== EXERCISE MATERIALS ==
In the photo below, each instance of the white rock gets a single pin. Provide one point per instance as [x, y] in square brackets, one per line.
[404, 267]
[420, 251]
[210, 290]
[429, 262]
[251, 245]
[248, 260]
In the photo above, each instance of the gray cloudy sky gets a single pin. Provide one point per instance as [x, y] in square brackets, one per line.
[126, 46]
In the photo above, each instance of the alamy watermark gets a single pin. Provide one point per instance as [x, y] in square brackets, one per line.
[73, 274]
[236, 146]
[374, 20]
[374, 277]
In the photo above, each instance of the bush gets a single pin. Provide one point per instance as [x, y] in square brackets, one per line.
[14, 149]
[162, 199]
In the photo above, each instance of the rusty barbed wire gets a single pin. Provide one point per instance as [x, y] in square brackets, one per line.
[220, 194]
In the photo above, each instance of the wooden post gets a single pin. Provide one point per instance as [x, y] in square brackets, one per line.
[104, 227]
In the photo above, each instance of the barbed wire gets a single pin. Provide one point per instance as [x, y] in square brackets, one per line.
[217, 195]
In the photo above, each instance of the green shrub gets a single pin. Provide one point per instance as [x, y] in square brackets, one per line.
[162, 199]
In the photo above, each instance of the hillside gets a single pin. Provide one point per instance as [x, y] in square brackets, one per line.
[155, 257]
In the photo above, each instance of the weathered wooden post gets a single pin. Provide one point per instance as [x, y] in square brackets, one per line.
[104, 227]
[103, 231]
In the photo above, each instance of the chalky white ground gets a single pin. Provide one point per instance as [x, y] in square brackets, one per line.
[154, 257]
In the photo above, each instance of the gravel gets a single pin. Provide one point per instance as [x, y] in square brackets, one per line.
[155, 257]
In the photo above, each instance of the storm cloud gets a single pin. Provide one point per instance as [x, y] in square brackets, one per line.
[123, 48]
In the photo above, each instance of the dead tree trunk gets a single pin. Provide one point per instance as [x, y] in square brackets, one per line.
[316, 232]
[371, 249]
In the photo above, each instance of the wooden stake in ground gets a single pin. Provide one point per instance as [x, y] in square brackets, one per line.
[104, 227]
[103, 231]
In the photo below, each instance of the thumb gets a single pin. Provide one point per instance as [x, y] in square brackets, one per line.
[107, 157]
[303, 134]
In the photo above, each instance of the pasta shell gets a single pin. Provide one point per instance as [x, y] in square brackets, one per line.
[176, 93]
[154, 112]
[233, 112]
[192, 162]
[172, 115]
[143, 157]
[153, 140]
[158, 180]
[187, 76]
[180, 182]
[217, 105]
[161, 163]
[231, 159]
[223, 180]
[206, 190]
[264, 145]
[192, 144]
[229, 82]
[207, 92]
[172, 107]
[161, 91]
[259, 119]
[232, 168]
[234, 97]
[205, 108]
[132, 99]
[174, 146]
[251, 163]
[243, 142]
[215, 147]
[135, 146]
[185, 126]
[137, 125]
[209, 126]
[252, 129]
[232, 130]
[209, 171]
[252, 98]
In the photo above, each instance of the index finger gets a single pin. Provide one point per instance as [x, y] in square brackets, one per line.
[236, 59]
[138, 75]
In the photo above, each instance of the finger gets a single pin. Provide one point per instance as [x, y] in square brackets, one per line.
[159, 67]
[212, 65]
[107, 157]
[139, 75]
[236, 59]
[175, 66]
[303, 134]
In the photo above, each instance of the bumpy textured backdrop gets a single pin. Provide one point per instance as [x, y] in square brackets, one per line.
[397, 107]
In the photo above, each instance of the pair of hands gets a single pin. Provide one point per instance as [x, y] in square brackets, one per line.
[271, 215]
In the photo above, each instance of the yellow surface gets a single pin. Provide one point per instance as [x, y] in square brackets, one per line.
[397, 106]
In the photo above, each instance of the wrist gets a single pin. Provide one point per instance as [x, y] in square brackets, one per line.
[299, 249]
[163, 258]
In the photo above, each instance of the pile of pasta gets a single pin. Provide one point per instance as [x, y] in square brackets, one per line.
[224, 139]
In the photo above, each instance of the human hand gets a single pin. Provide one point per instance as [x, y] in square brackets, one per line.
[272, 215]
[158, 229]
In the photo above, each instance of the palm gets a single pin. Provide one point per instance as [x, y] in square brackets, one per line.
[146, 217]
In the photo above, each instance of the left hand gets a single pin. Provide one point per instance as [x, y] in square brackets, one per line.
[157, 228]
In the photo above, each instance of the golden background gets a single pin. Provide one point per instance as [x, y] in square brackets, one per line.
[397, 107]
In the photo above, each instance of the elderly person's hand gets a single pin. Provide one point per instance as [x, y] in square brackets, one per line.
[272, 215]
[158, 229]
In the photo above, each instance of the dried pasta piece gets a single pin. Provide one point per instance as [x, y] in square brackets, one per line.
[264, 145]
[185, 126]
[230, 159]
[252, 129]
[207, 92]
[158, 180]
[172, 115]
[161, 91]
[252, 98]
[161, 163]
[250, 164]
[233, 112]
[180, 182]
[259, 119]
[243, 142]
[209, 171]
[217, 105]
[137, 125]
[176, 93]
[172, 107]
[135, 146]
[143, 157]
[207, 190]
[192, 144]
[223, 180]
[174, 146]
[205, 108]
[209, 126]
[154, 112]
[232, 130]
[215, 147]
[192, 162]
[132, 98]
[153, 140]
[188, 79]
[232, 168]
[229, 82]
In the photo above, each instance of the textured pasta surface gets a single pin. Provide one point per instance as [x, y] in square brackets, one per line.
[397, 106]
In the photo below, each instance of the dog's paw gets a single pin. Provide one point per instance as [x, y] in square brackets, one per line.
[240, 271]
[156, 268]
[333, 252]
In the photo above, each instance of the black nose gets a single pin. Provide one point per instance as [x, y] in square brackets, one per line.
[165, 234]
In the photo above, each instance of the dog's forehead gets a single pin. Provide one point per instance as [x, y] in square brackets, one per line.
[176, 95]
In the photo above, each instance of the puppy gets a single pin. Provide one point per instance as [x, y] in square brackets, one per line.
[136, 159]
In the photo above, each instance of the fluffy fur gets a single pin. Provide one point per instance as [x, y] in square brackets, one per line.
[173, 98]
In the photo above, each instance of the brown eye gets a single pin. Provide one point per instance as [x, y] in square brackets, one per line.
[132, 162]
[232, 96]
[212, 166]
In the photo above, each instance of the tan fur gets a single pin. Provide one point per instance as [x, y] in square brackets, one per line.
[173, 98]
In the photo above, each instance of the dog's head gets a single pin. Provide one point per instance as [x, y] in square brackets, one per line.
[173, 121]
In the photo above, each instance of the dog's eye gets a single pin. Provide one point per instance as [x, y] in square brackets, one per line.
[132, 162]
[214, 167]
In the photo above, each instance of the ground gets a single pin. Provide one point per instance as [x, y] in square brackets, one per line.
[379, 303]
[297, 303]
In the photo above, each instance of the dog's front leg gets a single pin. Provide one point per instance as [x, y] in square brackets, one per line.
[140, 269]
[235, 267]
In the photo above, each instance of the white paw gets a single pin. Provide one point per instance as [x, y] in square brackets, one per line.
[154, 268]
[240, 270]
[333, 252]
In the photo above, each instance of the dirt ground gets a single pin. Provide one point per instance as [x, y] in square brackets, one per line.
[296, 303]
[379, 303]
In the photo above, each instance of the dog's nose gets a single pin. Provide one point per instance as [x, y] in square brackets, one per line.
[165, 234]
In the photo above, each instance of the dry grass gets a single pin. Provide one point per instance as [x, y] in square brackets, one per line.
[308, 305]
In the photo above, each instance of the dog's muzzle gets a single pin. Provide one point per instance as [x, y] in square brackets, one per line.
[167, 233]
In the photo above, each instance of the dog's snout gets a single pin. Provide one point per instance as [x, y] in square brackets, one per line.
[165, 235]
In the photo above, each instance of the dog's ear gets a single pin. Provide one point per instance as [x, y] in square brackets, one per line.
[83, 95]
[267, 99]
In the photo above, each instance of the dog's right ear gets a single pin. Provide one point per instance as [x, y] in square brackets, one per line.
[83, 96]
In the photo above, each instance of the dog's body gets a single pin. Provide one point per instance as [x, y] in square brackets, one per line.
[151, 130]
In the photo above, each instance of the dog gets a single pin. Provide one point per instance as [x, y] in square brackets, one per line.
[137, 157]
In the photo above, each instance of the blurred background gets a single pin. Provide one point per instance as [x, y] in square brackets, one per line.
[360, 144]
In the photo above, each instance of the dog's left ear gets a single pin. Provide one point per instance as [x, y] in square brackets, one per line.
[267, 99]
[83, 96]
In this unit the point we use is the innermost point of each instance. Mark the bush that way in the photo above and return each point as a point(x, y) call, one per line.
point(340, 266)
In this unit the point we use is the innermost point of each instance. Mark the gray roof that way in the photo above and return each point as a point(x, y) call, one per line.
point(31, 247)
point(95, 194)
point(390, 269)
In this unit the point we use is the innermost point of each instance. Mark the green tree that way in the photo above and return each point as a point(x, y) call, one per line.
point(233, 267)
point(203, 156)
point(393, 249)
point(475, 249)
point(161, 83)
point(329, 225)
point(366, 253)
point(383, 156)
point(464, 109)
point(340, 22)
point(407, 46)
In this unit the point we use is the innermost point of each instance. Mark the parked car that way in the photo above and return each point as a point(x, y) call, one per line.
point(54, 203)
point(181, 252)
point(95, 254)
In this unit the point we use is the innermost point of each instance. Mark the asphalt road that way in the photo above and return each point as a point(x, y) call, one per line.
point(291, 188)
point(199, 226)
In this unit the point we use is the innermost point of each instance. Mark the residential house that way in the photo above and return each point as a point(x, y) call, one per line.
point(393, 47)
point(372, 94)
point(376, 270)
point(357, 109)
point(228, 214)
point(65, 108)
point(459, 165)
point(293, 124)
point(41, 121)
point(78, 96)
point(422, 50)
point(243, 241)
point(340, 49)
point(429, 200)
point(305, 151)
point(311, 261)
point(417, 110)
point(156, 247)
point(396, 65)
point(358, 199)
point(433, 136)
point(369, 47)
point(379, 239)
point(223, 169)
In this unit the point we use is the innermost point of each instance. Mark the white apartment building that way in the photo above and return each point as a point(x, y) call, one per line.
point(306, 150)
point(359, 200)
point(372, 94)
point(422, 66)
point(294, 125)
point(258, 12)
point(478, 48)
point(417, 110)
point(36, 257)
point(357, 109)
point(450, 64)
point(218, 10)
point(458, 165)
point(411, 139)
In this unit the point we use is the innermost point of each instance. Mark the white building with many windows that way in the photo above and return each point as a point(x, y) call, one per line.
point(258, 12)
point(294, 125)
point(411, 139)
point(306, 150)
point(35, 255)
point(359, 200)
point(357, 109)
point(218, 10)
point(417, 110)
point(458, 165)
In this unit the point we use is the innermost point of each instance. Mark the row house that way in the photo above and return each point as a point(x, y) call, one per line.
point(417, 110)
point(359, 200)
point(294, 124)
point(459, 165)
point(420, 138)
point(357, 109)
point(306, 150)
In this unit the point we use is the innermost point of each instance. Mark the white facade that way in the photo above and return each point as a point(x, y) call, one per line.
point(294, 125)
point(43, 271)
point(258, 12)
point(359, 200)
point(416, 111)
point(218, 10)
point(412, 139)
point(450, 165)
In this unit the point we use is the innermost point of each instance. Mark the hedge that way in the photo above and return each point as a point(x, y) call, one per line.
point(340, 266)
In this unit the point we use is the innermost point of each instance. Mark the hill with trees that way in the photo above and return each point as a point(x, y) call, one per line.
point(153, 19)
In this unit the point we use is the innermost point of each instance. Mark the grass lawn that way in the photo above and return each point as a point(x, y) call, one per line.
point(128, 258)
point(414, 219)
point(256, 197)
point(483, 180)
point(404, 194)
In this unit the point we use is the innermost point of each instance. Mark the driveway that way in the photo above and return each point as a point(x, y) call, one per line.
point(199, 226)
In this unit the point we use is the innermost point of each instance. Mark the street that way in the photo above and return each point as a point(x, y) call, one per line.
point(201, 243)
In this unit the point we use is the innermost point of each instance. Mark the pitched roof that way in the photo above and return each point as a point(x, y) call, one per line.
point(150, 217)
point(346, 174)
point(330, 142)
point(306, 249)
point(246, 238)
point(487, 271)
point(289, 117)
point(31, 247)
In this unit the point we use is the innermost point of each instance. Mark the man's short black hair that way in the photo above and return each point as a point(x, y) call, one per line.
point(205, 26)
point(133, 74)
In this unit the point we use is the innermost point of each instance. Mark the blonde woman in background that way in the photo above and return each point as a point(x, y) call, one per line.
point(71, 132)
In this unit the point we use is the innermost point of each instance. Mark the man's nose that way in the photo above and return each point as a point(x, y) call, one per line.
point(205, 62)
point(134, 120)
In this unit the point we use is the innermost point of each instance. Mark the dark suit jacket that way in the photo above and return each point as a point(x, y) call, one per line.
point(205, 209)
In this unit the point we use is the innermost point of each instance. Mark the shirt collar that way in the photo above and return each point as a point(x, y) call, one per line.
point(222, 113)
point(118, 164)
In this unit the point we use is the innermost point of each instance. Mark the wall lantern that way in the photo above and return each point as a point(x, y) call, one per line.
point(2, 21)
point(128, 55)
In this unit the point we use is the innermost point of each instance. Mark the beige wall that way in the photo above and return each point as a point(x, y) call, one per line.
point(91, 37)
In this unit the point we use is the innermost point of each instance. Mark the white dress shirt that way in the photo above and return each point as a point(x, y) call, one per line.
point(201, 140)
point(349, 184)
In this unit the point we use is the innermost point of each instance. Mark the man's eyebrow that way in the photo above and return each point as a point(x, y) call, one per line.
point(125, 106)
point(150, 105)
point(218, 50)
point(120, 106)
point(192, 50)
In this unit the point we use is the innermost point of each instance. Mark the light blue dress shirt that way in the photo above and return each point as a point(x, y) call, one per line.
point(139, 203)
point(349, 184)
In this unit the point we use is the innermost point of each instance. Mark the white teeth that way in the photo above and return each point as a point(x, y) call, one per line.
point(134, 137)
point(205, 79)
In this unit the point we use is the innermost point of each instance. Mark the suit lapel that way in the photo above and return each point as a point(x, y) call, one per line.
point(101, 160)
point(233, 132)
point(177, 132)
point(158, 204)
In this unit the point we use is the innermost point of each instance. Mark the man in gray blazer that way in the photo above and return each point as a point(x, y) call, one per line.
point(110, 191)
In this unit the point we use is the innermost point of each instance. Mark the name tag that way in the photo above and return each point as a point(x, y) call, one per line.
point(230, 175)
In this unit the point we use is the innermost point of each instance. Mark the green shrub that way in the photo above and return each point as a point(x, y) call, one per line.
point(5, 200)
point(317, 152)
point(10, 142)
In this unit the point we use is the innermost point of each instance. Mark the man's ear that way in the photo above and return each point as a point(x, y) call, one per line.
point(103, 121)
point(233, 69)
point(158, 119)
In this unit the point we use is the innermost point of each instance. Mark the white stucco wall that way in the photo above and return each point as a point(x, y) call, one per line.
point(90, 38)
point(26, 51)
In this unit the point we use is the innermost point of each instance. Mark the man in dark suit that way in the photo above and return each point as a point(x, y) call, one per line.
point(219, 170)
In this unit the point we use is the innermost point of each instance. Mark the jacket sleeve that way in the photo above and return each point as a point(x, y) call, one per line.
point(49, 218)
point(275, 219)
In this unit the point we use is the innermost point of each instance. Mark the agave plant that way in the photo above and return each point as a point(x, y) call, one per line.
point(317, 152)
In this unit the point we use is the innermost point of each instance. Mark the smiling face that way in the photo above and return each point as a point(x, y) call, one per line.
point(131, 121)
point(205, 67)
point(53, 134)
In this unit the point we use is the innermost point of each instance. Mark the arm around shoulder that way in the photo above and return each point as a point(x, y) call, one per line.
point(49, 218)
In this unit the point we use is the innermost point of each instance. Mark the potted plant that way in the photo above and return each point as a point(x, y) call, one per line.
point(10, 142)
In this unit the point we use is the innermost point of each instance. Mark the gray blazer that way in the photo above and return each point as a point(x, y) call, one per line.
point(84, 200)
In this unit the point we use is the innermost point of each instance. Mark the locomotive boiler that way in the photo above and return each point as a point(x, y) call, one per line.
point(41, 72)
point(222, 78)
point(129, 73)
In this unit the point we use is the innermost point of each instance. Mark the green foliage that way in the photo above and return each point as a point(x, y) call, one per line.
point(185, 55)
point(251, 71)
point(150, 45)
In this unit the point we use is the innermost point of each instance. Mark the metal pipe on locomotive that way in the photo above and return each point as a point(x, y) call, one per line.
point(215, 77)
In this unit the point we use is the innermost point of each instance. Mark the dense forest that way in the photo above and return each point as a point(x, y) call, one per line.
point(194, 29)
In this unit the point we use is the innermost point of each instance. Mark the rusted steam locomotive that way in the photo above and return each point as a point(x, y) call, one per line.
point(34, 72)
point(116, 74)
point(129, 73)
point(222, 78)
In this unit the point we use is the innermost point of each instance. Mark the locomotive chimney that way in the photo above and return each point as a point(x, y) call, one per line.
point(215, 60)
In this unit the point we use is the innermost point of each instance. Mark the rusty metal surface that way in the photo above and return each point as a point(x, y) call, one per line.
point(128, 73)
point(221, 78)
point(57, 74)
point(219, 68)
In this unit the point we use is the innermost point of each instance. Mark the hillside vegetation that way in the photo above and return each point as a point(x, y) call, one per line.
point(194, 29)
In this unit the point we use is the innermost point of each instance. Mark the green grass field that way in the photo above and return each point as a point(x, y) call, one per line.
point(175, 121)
===
▶ _EXERCISE BRIEF_: Everything from the line containing "Mark the rusty" to the last line of the entries above should be quoted exactly, and only that.

▶ _EXERCISE RESPONSE_:
In this unit the point we use is the innermost point of each instance. Mark the rusty metal surface that way in the photo above and return each point as a point(x, y) call, one per line.
point(128, 73)
point(221, 78)
point(57, 74)
point(219, 68)
In this unit the point we use is the innermost point of each instance. Mark the hillside vegetation that way in the photo above and return each point as a point(x, y) call, one per line.
point(194, 29)
In this unit the point we use is the innermost point of each instance. Mark the green grass field that way in the photo above and return each point as a point(x, y) call, one per line.
point(175, 121)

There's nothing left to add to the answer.